DIRECTIONS FOR THIS TASK:
Write out every line of the listing below again, requests included, adding 132 to each x and y coordinate in the answers. Leave the pictures out of your answer.

(Location labeling records)
■ ■ ■ ■
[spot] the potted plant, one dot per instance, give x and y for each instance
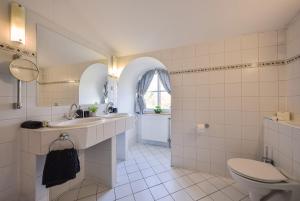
(157, 109)
(93, 109)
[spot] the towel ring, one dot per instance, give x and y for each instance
(62, 137)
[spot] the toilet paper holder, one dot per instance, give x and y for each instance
(206, 125)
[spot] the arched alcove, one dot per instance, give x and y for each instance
(129, 78)
(91, 84)
(127, 89)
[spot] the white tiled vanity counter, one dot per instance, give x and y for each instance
(97, 155)
(283, 140)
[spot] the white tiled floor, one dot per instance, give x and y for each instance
(147, 176)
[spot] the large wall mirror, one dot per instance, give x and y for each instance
■ ■ ■ ■
SOLUTION TO THIS EXERCISE:
[spot] the potted plant, one dot per instance, give x and y for each instance
(289, 241)
(225, 241)
[spot] the towel ring, one dot per instance, give x and y for each instance
(194, 269)
[spot] the toilet paper holder, one dot per instance, give x and y for each instance
(338, 257)
[spot] the arched alcove, one dot per instance, give x and y for each instance
(261, 210)
(223, 216)
(259, 221)
[spot] the white tiled vanity counter, one dot per instance, give x and y for each instance
(229, 287)
(415, 272)
[spot] the white tiled floor, one dot per instance, give x and y for each instance
(279, 308)
[spot] the large wall mirror, one dot per instance, give x and y for each instance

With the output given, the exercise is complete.